Collected data entries

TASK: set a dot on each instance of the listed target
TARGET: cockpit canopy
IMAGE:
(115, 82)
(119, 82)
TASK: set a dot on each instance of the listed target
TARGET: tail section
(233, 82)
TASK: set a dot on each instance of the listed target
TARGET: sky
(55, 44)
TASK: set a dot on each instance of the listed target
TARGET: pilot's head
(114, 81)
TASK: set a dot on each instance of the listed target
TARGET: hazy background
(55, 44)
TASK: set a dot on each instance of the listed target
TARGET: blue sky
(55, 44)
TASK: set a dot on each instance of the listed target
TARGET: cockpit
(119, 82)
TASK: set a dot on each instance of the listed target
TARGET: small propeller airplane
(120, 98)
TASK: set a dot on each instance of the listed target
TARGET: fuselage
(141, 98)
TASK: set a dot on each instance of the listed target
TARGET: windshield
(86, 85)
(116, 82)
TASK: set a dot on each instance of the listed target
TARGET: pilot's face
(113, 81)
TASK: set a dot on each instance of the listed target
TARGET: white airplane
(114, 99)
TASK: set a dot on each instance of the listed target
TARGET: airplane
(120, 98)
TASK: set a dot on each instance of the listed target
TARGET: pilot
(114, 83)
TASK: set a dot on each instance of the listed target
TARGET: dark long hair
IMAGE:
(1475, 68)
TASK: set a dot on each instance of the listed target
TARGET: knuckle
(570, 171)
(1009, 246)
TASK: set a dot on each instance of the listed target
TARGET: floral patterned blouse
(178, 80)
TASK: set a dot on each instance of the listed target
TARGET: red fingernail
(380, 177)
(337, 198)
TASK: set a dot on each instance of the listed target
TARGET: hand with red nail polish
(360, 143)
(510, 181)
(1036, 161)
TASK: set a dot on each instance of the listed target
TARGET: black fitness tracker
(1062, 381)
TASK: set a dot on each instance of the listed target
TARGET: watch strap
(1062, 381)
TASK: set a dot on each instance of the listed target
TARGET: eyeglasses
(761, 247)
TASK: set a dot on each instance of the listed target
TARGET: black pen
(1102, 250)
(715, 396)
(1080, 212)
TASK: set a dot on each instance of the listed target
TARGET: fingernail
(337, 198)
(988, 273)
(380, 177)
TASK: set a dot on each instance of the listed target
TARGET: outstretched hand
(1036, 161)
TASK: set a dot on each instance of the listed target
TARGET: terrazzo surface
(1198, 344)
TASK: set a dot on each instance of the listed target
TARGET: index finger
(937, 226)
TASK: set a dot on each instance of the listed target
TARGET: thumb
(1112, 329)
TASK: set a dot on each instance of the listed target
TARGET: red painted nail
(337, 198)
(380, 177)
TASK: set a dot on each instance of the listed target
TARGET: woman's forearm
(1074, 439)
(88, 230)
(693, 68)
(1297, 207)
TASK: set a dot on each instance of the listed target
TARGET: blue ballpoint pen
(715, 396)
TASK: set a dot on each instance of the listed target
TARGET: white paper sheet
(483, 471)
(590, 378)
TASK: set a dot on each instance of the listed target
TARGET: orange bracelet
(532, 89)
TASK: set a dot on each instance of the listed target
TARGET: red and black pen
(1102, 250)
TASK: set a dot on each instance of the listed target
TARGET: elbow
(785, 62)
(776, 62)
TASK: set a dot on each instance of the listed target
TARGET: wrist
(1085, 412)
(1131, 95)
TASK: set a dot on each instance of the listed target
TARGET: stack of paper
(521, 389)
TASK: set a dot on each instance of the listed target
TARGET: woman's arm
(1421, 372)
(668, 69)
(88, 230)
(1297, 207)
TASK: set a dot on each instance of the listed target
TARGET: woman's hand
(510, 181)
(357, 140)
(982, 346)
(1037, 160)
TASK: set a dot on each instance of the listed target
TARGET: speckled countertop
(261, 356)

* **To do**: All the data above should be restated in full, exactly.

* **Expected output**:
TASK: set a dot on each instance of the listed target
TARGET: cockpit canopy
IMAGE:
(115, 82)
(119, 82)
TASK: set a dot on each instance of the listed target
TARGET: tail section
(233, 82)
TASK: set a dot on each instance of the listed target
TARGET: sky
(55, 44)
TASK: set a dot on each instance of the listed target
TARGET: pilot's head
(114, 81)
TASK: set a dot on each instance of the listed target
TARGET: hazy background
(55, 44)
TASK: set a dot on each instance of the listed target
TARGET: blue sky
(55, 44)
TASK: set a dot on each instance of the listed target
TARGET: cockpit
(119, 82)
TASK: set a dot on each instance of the listed target
TARGET: small propeller airplane
(120, 98)
TASK: set a dot on each instance of the listed target
TARGET: fuselage
(141, 98)
TASK: set a dot on each instance of the listed target
TARGET: windshield
(86, 85)
(116, 82)
TASK: set a dot on each instance of the listed target
TARGET: pilot's face
(113, 81)
TASK: set a dot on each instance of the listed target
TARGET: white airplane
(114, 99)
TASK: set a dot on each instance of the listed target
TARGET: airplane
(120, 98)
TASK: set a dot on each instance of the listed target
TARGET: pilot
(114, 83)
TASK: set a dot on each instance of the listed target
TARGET: dark long hair
IMAGE:
(1475, 68)
TASK: set a dot on each instance of the listed target
TARGET: knuckle
(570, 171)
(1009, 246)
TASK: set a dot on each instance of the listed target
TARGET: floral patterned blouse
(178, 80)
TASK: set a dot on each instance of the listed target
TARGET: red fingernail
(380, 177)
(337, 198)
TASK: set a dot on each instance of the listed target
TARGET: hand with red nail polish
(360, 143)
(510, 181)
(1036, 161)
TASK: set a dot on each instance of the listed target
TARGET: black fitness tracker
(1062, 381)
TASK: set a dot on each instance of the listed target
TARGET: watch strap
(1062, 381)
TASK: set a dot on each instance of the listed target
TARGET: eyeglasses
(761, 247)
TASK: set a dot on each instance of the listed target
TARGET: black pen
(1102, 250)
(715, 396)
(1080, 212)
TASK: set a dot on each instance of the listed target
TARGET: fingernail
(337, 198)
(988, 273)
(380, 177)
TASK: set a dot on each instance of the listed target
TARGET: outstretched hand
(1036, 161)
TASK: set a dot on each instance of the listed target
TARGET: terrazzo surface
(1198, 344)
TASK: set a dot on each instance of the listed target
TARGET: index finger
(937, 226)
TASK: set a dot on each instance of the listed target
TARGET: thumb
(1112, 329)
TASK: set a dot on each instance of the listed target
TARGET: red painted nail
(337, 198)
(380, 177)
TASK: set a dot on each instance of the listed target
TARGET: woman's forearm
(1074, 439)
(88, 230)
(693, 68)
(1297, 207)
TASK: set a dot on each instance of the listed target
TARGET: blue ballpoint pen
(715, 396)
TASK: set a dot on each instance of the listed target
TARGET: white paper sheet
(483, 471)
(590, 378)
TASK: set a dot on each instance of the listed target
TARGET: orange bracelet
(532, 89)
TASK: set a dot on each instance of the listed target
TARGET: red and black pen
(1102, 250)
TASK: set a dot on each instance of the listed target
TARGET: elbow
(785, 62)
(776, 62)
TASK: set a dot on each instance of the listed target
TARGET: wrist
(1085, 412)
(1131, 95)
TASK: set a dot on each instance of the listed target
TARGET: stack of paper
(521, 389)
TASK: set a dot on each instance of the listed target
TARGET: woman's arm
(1421, 372)
(668, 69)
(88, 230)
(1297, 207)
TASK: set a dot on each instance of the listed target
TARGET: woman's hand
(510, 181)
(357, 140)
(982, 346)
(1037, 160)
TASK: set a dot on each instance of the listed target
TARGET: speckled countertop
(261, 356)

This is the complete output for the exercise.